Text shown:

-- Opening Marker --

What §47-7C-13 actually requires

Condominium associations must maintain, to the extent reasonably available, property insurance on the common elements against all risks of direct physical loss (or fire plus extended coverage for conversion buildings) at no less than 80% of actual cash value at purchase and each renewal, excluding land, foundations, and excavations — plus liability and medical-payments coverage in an amount set by the board and not less than any amount in the declaration. Each unit owner must be named an insured for liability arising from the common elements, and the insurer must waive subrogation against unit owners and their household members. Coverage below the 80%-ACV floor is a statutory red flag worth probing.

Wildfire and post-burn flood are the defining exposure

New Mexico's hazard profile is wildfire- and post-fire-flood-dominated. The 2022 Hermits Peak/Calf Canyon Fire was the largest in state history, and the 2024 South Fork and Salt fires near Ruidoso were followed by deadly flash flooding because burn scars turn soil hydrophobic. Flood is generally excluded from property and master policies, and many associations and owners carry no separate NFIP or private flood coverage. The §47-7C-13 mandate does not require wildfire or flood coverage, so a policy can satisfy the statute and still leave the building exposed to the two perils most likely to cause a catastrophic loss. Verify the perils, not just that "insurance exists."

-- Closing Marker --

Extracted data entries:
-- Opening Marker --

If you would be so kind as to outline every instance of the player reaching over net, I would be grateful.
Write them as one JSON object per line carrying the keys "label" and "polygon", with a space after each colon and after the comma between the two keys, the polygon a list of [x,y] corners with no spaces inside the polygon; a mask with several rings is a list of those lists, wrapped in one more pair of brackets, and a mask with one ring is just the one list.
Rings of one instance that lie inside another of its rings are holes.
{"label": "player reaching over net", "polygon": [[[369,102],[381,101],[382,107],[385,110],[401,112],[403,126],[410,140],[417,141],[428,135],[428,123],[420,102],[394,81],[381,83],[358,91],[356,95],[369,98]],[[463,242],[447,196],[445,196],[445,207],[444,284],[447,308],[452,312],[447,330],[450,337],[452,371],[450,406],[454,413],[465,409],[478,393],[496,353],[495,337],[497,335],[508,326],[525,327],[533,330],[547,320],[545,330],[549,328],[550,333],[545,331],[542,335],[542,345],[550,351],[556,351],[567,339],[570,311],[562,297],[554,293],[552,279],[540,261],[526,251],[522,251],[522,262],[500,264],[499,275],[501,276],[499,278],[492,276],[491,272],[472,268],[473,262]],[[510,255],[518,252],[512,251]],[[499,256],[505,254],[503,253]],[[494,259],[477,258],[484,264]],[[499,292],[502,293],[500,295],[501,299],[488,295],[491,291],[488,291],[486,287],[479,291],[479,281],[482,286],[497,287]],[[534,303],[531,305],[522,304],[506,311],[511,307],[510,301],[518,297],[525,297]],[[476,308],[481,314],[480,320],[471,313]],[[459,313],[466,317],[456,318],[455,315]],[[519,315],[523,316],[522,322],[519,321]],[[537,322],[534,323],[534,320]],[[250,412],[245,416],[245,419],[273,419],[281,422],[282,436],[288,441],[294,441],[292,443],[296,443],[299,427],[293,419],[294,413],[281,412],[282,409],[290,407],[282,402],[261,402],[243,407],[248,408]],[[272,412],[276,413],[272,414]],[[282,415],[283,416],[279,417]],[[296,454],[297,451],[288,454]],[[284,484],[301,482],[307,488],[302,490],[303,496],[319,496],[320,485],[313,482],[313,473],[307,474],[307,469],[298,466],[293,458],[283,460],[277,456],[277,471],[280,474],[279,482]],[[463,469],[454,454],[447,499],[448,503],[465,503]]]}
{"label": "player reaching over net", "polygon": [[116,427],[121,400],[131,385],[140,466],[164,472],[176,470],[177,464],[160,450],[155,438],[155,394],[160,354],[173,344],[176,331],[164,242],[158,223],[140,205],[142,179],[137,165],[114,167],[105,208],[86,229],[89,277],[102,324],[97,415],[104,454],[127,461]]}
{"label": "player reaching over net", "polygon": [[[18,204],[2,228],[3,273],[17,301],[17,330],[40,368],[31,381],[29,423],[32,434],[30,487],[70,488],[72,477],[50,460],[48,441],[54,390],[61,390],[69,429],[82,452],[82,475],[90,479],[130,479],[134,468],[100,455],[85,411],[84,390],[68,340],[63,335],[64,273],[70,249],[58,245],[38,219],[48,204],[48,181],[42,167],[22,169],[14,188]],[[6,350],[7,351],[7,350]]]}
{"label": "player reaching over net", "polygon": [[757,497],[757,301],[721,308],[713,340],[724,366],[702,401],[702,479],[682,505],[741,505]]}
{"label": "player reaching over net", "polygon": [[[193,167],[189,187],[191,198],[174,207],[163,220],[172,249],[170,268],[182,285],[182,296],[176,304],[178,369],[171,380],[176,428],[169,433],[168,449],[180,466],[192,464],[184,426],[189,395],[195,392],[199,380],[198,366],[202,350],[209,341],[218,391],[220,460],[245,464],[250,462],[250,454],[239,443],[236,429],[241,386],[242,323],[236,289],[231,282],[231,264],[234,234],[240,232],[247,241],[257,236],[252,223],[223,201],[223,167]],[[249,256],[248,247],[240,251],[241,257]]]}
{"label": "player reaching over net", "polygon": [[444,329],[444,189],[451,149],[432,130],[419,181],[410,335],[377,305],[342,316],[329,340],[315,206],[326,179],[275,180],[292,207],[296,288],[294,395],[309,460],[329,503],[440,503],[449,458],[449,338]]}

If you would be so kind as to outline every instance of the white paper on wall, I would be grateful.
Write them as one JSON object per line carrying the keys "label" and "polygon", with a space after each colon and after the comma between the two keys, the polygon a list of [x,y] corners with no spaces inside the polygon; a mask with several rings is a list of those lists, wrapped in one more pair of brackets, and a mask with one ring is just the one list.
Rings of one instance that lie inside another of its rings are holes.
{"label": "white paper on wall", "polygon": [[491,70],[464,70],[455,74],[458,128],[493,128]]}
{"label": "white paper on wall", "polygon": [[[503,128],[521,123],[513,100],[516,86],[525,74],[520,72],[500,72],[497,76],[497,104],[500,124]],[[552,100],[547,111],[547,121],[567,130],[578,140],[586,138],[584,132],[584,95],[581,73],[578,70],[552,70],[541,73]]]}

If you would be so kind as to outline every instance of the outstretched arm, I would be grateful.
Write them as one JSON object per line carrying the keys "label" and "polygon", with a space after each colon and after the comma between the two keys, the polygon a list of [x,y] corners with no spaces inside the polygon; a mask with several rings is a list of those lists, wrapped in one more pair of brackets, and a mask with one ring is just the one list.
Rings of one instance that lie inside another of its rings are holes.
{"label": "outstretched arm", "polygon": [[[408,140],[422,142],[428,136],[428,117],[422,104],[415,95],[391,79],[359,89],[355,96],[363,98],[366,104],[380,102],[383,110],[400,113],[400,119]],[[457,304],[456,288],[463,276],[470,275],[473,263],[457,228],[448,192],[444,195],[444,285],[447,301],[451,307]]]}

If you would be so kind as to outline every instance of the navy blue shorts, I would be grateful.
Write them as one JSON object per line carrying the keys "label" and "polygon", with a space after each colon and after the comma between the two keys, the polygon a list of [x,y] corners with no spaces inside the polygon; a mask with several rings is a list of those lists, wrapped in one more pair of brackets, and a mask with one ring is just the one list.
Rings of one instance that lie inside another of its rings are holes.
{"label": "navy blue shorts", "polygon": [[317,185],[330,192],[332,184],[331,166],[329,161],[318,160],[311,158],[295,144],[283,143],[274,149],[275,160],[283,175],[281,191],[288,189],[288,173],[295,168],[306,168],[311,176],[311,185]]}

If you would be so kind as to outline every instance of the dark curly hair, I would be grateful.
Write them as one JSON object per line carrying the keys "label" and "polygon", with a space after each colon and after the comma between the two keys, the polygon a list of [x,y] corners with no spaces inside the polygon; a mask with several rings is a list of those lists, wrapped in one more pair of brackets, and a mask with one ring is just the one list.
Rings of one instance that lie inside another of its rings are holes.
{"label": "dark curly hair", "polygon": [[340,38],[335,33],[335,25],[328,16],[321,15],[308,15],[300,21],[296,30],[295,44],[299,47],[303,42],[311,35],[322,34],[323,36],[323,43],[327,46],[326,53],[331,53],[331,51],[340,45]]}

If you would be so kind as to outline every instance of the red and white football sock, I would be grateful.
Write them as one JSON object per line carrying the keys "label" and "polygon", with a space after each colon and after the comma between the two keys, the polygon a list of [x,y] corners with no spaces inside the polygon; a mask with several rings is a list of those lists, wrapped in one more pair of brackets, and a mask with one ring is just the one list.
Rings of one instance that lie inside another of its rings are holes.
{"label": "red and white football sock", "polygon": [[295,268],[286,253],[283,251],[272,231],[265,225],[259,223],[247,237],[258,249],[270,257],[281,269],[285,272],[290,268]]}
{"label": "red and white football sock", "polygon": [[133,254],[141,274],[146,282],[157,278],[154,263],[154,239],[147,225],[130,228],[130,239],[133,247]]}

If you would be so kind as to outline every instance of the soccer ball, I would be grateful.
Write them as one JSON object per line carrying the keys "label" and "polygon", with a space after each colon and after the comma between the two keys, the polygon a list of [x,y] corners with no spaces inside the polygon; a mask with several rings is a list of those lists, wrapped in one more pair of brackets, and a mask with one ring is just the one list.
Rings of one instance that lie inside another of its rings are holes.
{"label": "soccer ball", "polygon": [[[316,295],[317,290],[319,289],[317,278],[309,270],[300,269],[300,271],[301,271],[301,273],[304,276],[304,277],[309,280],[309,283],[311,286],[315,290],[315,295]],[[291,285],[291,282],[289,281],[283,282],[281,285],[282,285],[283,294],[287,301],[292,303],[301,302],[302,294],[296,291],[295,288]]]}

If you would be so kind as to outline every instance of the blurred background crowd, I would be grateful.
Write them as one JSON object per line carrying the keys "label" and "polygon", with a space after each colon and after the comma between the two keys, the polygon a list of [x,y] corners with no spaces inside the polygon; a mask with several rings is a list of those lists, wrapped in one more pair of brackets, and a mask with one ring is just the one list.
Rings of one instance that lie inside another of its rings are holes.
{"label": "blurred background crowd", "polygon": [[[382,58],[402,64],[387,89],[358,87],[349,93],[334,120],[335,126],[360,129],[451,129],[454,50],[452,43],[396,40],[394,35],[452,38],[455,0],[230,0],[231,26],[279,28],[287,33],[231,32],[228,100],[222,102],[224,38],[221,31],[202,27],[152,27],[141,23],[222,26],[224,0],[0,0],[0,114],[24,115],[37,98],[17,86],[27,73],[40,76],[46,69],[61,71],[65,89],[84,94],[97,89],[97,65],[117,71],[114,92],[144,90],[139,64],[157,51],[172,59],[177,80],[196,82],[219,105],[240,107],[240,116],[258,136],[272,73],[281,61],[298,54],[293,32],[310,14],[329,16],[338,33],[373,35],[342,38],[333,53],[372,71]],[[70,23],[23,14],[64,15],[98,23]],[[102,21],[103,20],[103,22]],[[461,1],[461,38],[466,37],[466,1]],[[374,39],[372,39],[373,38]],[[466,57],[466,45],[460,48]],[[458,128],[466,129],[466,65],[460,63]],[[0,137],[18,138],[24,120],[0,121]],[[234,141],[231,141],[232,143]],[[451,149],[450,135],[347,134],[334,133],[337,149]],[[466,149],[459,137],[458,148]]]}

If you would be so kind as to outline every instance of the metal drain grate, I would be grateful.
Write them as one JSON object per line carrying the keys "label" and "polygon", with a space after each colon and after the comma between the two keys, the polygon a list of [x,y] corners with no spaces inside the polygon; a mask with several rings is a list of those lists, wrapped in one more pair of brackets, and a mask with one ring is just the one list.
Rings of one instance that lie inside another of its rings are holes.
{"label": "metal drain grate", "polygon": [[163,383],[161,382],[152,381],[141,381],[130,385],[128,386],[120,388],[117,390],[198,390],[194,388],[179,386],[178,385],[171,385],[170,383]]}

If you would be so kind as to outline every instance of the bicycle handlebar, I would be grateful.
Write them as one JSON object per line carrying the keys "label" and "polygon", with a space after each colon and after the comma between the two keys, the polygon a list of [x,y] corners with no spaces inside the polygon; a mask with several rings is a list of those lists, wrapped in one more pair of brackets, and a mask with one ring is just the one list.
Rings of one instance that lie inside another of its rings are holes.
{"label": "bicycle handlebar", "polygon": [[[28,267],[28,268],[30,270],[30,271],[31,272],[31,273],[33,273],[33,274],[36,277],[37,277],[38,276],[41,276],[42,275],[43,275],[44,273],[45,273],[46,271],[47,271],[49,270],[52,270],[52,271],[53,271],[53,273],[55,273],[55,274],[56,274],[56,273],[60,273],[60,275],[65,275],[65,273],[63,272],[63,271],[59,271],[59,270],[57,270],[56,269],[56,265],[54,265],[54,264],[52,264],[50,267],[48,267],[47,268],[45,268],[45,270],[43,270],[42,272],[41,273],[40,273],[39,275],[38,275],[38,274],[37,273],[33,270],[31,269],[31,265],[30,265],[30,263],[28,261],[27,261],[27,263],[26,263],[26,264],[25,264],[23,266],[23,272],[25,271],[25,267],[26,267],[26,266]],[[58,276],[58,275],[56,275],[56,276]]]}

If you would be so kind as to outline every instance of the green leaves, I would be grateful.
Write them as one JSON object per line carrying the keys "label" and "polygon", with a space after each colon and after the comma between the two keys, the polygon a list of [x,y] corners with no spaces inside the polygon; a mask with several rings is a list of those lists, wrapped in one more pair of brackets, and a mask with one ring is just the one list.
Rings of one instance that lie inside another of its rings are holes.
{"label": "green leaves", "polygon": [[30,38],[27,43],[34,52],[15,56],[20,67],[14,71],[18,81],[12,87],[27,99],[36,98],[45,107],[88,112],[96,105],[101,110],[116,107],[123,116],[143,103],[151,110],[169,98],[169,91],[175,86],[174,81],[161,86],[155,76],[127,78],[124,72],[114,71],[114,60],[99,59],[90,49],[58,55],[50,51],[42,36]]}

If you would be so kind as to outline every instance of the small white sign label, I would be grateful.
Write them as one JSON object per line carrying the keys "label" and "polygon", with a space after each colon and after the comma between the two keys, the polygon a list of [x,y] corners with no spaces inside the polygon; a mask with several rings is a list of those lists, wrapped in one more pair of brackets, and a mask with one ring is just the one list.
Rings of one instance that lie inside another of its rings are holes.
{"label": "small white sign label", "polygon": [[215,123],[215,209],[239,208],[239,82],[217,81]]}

-- Closing Marker --

What to do:
1) Summarize the text on condominium insurance under §47-7C-13 in two sentences.
2) Rewrite the text on condominium insurance between "Condominium associations must" and "flag worth probing.", inclusive, putting "policy renewal" in place of "renewal".
3) Write what comes next in the text on condominium insurance under §47-7C-13, picking up after its final sentence.

Answer list:
1) Section 47-7C-13 requires condominium associations to carry property insurance on the common elements at no less than 80% of actual cash value, as well as liability and medical-payments coverage, with each unit owner named an insured and subrogation against owners waived. Wildfire and post-burn flooding are New Mexico's defining hazards, and the statute does not require coverage for either, so a policy can comply and still leave the building exposed, which is why the covered perils should be verified.

2)
Condominium associations must maintain, to the extent reasonably available, property insurance on the common elements against all risks of direct physical loss (or fire plus extended coverage for conversion buildings) at no less than 80% of actual cash value at purchase and each policy renewal, excluding land, foundations, and excavations — plus liability and medical-payments coverage in an amount set by the board and not less than any amount in the declaration. Each unit owner must be named an insured for liability arising from the common elements, and the insurer must waive subrogation against unit owners and their household members. Coverage below the 80%-ACV floor is a statutory red flag worth probing.

3)
Non-renewals and the FAIR Plan

As carriers withdrew from fire-exposed areas, associations and owners moved to surplus lines or the New Mexico FAIR Plan (the NM Property Insurance Program), the insurer of last resort administered through the Office of Superintendent of Insurance. The FAIR Plan is named-peril and limited and historically excludes liability, so it is not a full substitute for a master policy; in 2025 the state raised its residential limit to $750,000 and its commercial limit to $2,000,000. A FAIR Plan placement or a recent non-renewal signals that the standard market was unavailable — a stressed position worth examining closely before closing.

Deductibles, financing, and your own HO-6

Master-policy deductibles have trended up, often percentage-based for wind or wildfire, and associations increasingly pass per-unit or unit-origin deductibles to owners by policy or declaration. A high master deductible above 5% of rebuild value can impair conventional financing under Fannie Mae and Freddie Mac rules, so read the declarations page as a financing document. Then read your own HO-6 against it: loss-assessment coverage matters when deductibles or uninsured losses are apportioned to owners, and a separate flood policy matters in burn-scar and arroyo zones. A master policy placed in surplus lines or the FAIR Plan signals a stressed situation that deserves close attention.

New Mexico legal references

Informational only. Not legal advice. Always confirm against current statute and counsel.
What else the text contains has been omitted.